■ **Extracted text**
━━━━━━━━━━━━━━━━━━━━

Absurd though the plan may be, the segmented journey undertaken by the blue-ribboned coffin, accompanied by Georgina, Adolfo, and Candido allows for plenty of misadventures as well as lively, affecting insights into Cuban survival techniques that show the film maker's love for his country. What emerges is a subsistence roadside economy with no supplies and no work. Tobacco and alcohol seem more available than food, which is secretly and guiltily consumed at clandestine "off the chart" dining enclaves. At some road stops cafes are only for mourners and refreshments have to be ordered in advance.

Doing some black marketeering on the side, the hearse chauffeur takes on board strings of garlic and, on one occasion, to Adolfo's great chagrin, is obliged to make a detour and do double duty as an ambulance for a woman in labor.

The second arm of the story is supplied by a giant tractor-trailer, not so much driven as presided over by gorgeous macho man Mariano (Jorge Perugorria of "Strawberry and Chocolate"), which is taking the same route to Havana as the motorcade. With his sumptuous physique, Mariano's life is as messy, impromptu and hedonistic as Adolfo's is rule-bound and killjoy. (Adolfo calls his wife a "puta" when she buys a floral print dress identical to Aunt Yoyita's). Acting as God's gift to women, Mariano runs into trouble assuaging his lust at every truck stop, all very amusing.

━━━━━━━━━━━━━━━━━━━━

■ **Excerpted records**
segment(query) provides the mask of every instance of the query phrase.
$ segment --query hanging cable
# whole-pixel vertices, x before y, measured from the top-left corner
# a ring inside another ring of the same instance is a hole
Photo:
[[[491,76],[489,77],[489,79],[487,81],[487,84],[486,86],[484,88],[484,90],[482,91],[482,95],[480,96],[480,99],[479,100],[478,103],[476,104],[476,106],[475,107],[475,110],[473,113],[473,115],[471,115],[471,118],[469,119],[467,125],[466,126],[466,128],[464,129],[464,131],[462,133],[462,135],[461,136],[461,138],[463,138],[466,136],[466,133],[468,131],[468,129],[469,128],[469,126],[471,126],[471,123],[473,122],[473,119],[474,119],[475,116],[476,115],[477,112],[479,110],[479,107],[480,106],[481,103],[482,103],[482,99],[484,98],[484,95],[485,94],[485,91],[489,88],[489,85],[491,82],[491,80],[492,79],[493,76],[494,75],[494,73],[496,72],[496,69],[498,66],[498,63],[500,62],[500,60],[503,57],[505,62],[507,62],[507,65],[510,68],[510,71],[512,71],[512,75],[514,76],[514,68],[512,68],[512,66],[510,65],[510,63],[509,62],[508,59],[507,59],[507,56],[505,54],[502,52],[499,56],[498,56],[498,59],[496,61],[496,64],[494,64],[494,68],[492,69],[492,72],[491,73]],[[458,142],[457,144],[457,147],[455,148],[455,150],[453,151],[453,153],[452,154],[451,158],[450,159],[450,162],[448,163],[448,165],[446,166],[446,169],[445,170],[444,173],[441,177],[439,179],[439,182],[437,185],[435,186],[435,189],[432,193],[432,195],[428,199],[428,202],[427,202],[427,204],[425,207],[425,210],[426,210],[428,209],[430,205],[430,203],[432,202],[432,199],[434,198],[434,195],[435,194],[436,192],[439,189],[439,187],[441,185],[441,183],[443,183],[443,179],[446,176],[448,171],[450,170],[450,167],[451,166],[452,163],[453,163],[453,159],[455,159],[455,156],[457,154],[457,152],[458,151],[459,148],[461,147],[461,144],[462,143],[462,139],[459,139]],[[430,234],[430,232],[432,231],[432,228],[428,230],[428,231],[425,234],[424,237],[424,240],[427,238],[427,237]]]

━━━━━━━━━━━━━━━━━━━━

■ **Problem 1**
In the film review, what does the hearse chauffeur take on board while doing some black marketeering on the side?
■ **Problem 2**
Resume the film review from the point where it stops.

■ **Exercise response 1**
Strings of garlic.

■ **Exercise response 2**
Meanwhile, his companion and advisor Ramon makes some income on the side by jampacking the trailer with people sans wheels and desperate to get themselves, their produce and their livestock to the nearest market.. But--luck wins out, and repeated chance encounters at truck stops with Georgina, Mariano's former professor, eventually lead Mariano to betray his secret crush on her and thereby to fuel the more mushy romantic comedy aspect of the story. Georgina is egged on in matters of the heart by Candido, who acquires a catalytic role in the film. While Yoyita left Guantanamo and became a famous opera singer, Candido, a saxophonist, stayed behind and never fulfilled his ambition of playing in the Symphony Orchestra. Ironically, he now gets to leave, but it's on Yoyita's final voyage.

The itineraries of the two vehicles are entwined about each other in a double helix like the strands of a DNA molecule, with the twin tracks carrying the film's themes of love and death. which richochet off each other in myriad ways, giving the story a rich texture. It's as if by the rekindling of passion in Yoyita, the flame is passed along to Georgina, with Candido the flame keeper. The overlapping and intersecting between the two journeys--and the contrast between the men in Georgina's life--keep plot elements stewing nicely. Alea is a past master at exploring the dramatic potential in contradictions, and the pace of the film is leisurely enough to allow Alea's final meditation on love and death to surface.